▶ _MATERIAL FOR THIS EXERCISE_:
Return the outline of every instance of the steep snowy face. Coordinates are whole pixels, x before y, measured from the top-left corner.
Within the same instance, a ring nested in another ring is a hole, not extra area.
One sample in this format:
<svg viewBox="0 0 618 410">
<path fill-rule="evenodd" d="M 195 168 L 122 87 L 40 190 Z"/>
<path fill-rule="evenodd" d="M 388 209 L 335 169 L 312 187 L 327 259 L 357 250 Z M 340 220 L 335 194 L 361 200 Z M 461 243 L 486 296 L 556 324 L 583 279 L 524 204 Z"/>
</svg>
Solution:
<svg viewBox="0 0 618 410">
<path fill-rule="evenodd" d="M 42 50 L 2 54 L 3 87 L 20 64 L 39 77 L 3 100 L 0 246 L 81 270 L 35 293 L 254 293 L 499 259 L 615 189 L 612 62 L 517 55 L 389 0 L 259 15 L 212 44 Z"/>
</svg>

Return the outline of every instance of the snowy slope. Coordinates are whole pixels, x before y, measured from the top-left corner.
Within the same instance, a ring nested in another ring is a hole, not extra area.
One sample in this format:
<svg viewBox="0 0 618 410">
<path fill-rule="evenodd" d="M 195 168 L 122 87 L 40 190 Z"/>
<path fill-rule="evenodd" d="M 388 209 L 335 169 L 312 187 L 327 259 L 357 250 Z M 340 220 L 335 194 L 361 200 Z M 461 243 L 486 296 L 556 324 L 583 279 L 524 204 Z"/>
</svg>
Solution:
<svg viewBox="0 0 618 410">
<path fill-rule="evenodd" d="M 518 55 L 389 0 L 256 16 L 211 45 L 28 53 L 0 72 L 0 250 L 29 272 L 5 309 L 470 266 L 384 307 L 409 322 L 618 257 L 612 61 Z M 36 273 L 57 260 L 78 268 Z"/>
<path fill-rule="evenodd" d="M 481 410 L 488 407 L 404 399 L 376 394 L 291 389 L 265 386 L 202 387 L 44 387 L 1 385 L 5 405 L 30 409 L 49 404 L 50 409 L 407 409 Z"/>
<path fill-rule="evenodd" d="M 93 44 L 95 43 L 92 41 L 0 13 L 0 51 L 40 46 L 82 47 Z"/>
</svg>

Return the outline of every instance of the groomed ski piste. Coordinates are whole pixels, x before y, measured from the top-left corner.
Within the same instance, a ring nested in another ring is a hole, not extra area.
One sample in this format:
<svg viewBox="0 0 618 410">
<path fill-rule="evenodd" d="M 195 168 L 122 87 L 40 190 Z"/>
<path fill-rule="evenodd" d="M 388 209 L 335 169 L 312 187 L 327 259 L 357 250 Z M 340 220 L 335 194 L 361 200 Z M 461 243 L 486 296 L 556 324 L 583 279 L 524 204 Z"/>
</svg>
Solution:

▶ _TASK BRIEF_:
Write down the full listing again, exactly.

▶ _OUTPUT FOR THIS TASK_:
Return the outline of every instance of the steep snowy face. Coordinates are whole pixels, x before y, measured from the top-left corner.
Within the same instance, a ring nested in another ring is a hole, not extra area.
One sample in this format:
<svg viewBox="0 0 618 410">
<path fill-rule="evenodd" d="M 195 168 L 122 87 L 40 190 Z"/>
<path fill-rule="evenodd" d="M 388 209 L 335 169 L 312 187 L 327 259 L 357 250 Z M 340 220 L 335 194 L 361 200 Z M 461 243 L 486 296 L 556 324 L 583 279 L 524 204 Z"/>
</svg>
Solution:
<svg viewBox="0 0 618 410">
<path fill-rule="evenodd" d="M 42 50 L 2 54 L 3 87 L 20 64 L 39 77 L 3 100 L 0 246 L 81 270 L 35 293 L 254 293 L 499 259 L 615 189 L 612 62 L 517 55 L 389 0 L 259 15 L 212 44 Z"/>
</svg>

Return the outline of every instance of the snowy slope. Coordinates are whole pixels, x before y, measured from the top-left corner.
Within the same instance, a ring nested in another ring is a hole, not extra area.
One sample in this format:
<svg viewBox="0 0 618 410">
<path fill-rule="evenodd" d="M 195 168 L 122 87 L 40 190 Z"/>
<path fill-rule="evenodd" d="M 388 209 L 335 169 L 312 187 L 327 259 L 357 250 Z M 340 220 L 335 194 L 361 200 Z M 461 243 L 486 296 L 556 324 L 583 279 L 524 204 Z"/>
</svg>
Solution:
<svg viewBox="0 0 618 410">
<path fill-rule="evenodd" d="M 518 55 L 389 0 L 256 16 L 211 45 L 28 53 L 0 72 L 0 250 L 29 272 L 5 309 L 470 266 L 384 307 L 409 322 L 618 257 L 612 61 Z M 36 273 L 57 260 L 78 268 Z"/>
<path fill-rule="evenodd" d="M 481 410 L 488 407 L 404 399 L 376 394 L 291 389 L 265 386 L 202 387 L 44 387 L 1 385 L 5 405 L 30 409 L 49 404 L 50 409 L 407 409 Z"/>
<path fill-rule="evenodd" d="M 93 44 L 95 43 L 92 41 L 0 13 L 0 51 L 40 46 L 82 47 Z"/>
</svg>

Return the outline of every instance of the groomed ski piste. Coordinates are whole pixels, x before y, measured from the top-left corner.
Within the same instance, a ring nested in another ring is a hole, not extra area.
One sample in this format:
<svg viewBox="0 0 618 410">
<path fill-rule="evenodd" d="M 195 168 L 122 87 L 40 190 Z"/>
<path fill-rule="evenodd" d="M 388 209 L 335 169 L 312 187 L 327 259 L 357 250 Z M 340 220 L 335 194 L 361 200 Z M 461 243 L 486 296 L 556 324 L 583 279 L 524 204 Z"/>
</svg>
Solution:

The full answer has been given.